*Task directions*
Copy out each record below, exactly as given.

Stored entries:
Content starts

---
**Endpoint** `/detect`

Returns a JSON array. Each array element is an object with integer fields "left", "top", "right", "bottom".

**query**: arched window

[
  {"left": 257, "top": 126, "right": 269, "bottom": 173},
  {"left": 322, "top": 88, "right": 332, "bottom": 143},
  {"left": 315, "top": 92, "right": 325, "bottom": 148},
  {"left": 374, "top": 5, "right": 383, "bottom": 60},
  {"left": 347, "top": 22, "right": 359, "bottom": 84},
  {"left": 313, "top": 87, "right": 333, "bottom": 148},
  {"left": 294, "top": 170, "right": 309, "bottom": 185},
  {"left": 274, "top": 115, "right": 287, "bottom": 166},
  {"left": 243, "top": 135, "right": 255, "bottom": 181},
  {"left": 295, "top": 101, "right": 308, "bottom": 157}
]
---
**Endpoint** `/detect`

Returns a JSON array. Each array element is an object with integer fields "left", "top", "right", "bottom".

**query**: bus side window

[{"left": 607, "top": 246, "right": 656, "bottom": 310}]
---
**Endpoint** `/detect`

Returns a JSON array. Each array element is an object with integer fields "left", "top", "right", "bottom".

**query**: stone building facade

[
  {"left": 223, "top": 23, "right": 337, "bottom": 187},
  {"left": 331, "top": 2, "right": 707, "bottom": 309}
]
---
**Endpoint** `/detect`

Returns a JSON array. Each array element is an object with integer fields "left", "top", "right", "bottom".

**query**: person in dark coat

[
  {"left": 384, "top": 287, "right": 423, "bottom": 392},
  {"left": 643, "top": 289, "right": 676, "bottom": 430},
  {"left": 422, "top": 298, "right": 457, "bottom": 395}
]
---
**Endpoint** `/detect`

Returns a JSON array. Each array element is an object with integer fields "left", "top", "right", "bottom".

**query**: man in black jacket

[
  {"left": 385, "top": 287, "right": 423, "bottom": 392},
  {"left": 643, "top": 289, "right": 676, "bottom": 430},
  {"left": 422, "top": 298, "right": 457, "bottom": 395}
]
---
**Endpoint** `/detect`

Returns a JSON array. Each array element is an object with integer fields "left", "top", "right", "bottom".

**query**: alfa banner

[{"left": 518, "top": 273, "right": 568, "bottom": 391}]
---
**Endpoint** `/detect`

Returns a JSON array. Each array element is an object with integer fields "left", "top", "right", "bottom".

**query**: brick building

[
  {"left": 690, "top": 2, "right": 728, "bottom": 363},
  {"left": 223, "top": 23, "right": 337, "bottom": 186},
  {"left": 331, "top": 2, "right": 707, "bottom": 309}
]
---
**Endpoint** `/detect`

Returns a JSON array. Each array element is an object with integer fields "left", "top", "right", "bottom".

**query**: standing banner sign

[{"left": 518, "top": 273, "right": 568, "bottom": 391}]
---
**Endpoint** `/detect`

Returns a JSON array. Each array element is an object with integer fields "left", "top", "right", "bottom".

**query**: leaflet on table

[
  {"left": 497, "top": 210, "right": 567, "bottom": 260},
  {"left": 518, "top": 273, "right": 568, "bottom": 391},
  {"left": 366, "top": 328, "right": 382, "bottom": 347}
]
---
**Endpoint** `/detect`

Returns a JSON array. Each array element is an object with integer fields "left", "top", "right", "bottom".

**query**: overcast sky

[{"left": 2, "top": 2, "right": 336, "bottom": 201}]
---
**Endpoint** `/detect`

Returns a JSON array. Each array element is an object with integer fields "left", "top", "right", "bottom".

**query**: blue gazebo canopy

Content ends

*Task result*
---
**Endpoint** `/detect`

Returns a JSON array. Each array element is an object with integer fields "left", "top", "right", "bottom".

**query**: arched window

[
  {"left": 257, "top": 126, "right": 269, "bottom": 173},
  {"left": 322, "top": 88, "right": 332, "bottom": 143},
  {"left": 315, "top": 92, "right": 325, "bottom": 148},
  {"left": 374, "top": 5, "right": 383, "bottom": 60},
  {"left": 347, "top": 22, "right": 359, "bottom": 84},
  {"left": 313, "top": 87, "right": 333, "bottom": 148},
  {"left": 294, "top": 170, "right": 309, "bottom": 185},
  {"left": 274, "top": 115, "right": 287, "bottom": 166},
  {"left": 243, "top": 135, "right": 255, "bottom": 181},
  {"left": 295, "top": 101, "right": 308, "bottom": 157}
]
---
**Endpoint** `/detect`

Returns a JSON array. Each array element is an object with integer fields "left", "top", "right", "bottom".

**query**: bus side window

[{"left": 607, "top": 246, "right": 656, "bottom": 310}]
---
**Endpoint** `/detect`

Returns a JSON array. Each array element is an object with integer fields "left", "top", "right", "bottom".

**query**: stone building facade

[
  {"left": 223, "top": 23, "right": 337, "bottom": 187},
  {"left": 331, "top": 2, "right": 707, "bottom": 309}
]
---
**Endpoint** `/detect`

Returns a JSON array. Each array element is an object with integer fields "left", "top", "right", "bottom".

**query**: person in dark coat

[
  {"left": 384, "top": 287, "right": 423, "bottom": 392},
  {"left": 643, "top": 289, "right": 676, "bottom": 430},
  {"left": 422, "top": 298, "right": 457, "bottom": 395}
]
---
**Endpoint** `/detect`

Returns a JSON array. Each array element is an object with integer fields "left", "top", "right", "bottom".

**query**: man in black jacket

[
  {"left": 385, "top": 287, "right": 423, "bottom": 392},
  {"left": 643, "top": 289, "right": 676, "bottom": 430},
  {"left": 422, "top": 298, "right": 457, "bottom": 395}
]
---
**Endpoint** `/detect`

Returns a JSON array. Each array element is an object with integer fields "left", "top", "right", "bottom".

**query**: alfa banner

[{"left": 518, "top": 273, "right": 568, "bottom": 391}]
---
**Endpoint** `/detect`

Returns a JSON array. Each array element is an object with integer fields "left", "top", "right", "bottom".

**query**: brick building

[
  {"left": 690, "top": 2, "right": 728, "bottom": 363},
  {"left": 223, "top": 23, "right": 337, "bottom": 186},
  {"left": 331, "top": 2, "right": 707, "bottom": 309}
]
---
**Endpoint** `/detect`

Returns a JSON array. Each array element is an object with integer fields "left", "top", "right", "bottom".

**query**: standing banner sign

[{"left": 518, "top": 273, "right": 568, "bottom": 391}]
---
**Endpoint** `/detect`

Returns a JSON array. Each array element is an object with integer fields "left", "top", "right", "bottom".

**query**: leaflet on table

[
  {"left": 497, "top": 210, "right": 567, "bottom": 260},
  {"left": 518, "top": 273, "right": 568, "bottom": 391},
  {"left": 366, "top": 328, "right": 382, "bottom": 347}
]
---
**Endpoint** `/detect`

Returns a JSON array. Each array element is an object with integer fields "left", "top", "right", "bottom".

**query**: overcast sky

[{"left": 2, "top": 2, "right": 336, "bottom": 201}]
---
**Endpoint** `/detect`

Returns a JSON array. Each array element is an object with integer fields "left", "top", "right", "bottom".

**query**: blue gazebo canopy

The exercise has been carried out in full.